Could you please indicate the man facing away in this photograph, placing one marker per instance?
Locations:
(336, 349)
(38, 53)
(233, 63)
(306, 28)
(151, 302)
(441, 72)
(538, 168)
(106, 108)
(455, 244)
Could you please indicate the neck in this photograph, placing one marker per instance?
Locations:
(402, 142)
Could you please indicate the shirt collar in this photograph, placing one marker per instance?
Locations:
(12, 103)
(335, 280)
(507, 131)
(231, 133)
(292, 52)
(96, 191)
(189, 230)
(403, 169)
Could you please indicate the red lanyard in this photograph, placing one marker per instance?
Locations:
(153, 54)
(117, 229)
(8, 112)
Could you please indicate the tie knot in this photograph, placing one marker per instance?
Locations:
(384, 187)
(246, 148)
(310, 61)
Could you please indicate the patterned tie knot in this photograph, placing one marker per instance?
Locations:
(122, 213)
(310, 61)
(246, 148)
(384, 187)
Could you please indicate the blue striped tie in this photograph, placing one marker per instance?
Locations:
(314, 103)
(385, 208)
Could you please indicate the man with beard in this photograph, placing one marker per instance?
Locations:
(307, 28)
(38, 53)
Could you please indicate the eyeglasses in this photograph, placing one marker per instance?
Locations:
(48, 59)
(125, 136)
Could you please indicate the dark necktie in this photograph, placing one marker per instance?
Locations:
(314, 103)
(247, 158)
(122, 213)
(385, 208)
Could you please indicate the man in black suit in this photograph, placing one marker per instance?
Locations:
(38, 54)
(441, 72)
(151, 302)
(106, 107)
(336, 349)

++++++

• ASSIGNED TASK: Every line above that holds "knot" counts once; state the total and nothing else.

• TASK OUTPUT: 2